▼▼▼

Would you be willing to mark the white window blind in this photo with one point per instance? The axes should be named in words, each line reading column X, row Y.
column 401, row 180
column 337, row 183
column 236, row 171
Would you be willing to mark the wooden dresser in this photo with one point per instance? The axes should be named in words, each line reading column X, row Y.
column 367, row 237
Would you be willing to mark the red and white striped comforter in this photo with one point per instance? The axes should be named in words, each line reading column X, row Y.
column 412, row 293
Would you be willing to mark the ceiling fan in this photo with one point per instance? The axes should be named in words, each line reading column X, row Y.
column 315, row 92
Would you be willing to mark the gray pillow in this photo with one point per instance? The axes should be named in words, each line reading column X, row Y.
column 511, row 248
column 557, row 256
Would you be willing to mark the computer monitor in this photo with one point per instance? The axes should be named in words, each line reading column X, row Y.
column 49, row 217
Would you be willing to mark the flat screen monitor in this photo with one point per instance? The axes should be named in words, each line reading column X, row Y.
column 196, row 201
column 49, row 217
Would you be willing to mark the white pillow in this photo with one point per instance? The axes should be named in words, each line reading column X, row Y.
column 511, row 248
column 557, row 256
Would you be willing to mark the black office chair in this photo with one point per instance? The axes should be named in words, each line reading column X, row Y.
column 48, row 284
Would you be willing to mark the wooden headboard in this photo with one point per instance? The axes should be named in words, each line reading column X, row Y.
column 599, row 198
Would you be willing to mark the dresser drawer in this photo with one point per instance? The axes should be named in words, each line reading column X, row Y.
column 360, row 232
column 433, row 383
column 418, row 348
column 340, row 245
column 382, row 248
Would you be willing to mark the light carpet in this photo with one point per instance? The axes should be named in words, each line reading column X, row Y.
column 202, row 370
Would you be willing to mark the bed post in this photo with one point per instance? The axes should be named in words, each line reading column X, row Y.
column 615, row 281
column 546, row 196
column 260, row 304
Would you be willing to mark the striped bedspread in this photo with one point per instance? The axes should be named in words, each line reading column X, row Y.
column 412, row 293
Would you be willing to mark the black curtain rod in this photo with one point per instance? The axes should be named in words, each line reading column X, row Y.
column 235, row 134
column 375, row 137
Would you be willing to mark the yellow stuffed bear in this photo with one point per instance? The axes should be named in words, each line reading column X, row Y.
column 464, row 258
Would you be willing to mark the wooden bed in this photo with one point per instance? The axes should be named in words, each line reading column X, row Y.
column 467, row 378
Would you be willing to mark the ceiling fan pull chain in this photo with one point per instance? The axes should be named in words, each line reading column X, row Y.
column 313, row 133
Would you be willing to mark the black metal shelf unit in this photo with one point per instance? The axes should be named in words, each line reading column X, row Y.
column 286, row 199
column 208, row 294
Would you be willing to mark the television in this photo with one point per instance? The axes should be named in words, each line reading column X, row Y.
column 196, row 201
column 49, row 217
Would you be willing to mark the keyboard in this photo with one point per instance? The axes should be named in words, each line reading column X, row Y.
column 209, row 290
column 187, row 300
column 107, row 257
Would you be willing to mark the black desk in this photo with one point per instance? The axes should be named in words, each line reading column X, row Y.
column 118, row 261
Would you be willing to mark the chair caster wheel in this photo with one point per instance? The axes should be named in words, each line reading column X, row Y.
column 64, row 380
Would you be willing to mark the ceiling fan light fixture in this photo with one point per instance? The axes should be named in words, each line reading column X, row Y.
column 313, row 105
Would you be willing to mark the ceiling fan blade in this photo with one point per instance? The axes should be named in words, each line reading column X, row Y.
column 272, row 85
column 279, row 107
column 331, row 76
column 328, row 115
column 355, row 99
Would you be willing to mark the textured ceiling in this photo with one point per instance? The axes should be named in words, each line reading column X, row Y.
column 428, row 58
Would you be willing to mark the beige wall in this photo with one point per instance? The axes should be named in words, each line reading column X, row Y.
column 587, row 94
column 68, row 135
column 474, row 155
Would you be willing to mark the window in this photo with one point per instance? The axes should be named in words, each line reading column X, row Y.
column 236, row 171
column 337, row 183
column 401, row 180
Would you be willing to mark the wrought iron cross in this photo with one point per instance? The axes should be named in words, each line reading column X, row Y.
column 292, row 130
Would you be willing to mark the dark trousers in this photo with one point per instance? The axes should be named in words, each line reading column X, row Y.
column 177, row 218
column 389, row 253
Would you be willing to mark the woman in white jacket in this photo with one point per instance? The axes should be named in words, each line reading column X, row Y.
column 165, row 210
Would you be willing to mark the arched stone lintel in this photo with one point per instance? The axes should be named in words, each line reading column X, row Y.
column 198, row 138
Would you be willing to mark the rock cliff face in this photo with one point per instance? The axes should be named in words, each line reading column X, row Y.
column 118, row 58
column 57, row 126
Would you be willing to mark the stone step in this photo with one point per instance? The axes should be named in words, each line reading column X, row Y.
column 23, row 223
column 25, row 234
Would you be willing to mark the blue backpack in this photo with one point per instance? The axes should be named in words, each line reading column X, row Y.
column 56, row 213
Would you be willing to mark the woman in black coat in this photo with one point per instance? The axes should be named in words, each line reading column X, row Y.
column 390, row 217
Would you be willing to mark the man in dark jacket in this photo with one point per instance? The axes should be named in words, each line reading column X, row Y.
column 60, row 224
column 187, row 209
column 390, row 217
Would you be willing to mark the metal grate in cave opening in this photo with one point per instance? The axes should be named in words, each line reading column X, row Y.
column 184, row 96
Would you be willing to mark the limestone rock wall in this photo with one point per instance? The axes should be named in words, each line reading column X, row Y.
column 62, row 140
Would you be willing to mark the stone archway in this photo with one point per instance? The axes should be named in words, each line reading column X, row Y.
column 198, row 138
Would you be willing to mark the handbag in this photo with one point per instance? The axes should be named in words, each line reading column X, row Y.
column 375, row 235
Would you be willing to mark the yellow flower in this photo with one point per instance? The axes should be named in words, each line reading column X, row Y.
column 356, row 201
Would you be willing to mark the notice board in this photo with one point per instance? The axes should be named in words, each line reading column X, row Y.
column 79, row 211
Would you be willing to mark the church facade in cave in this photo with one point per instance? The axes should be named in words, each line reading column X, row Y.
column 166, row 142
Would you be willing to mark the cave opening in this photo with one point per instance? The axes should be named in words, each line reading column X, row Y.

▲▲▲

◆ PROBLEM TO WORK ON ◆
Reproduce the part of the data that opens with the line containing "Would you be willing to mark the beige" and closes with the line containing "column 389, row 253", swapping "dark trousers" for "dark pants" and changing nothing else.

◆ FULL RESPONSE ◆
Would you be willing to mark the beige wall in this photo with one point per instance? The axes should be named in words, each line reading column X, row Y.
column 587, row 94
column 68, row 135
column 474, row 155
Would you be willing to mark the window in this photo with one point per instance? The axes should be named in words, each line reading column X, row Y.
column 236, row 171
column 337, row 183
column 401, row 180
Would you be willing to mark the wrought iron cross in this photo with one point per instance? The axes should be named in words, each line reading column X, row Y.
column 292, row 130
Would you be willing to mark the dark pants in this photo with one point per instance? The axes should be named in words, each line reading column X, row Y.
column 177, row 218
column 389, row 253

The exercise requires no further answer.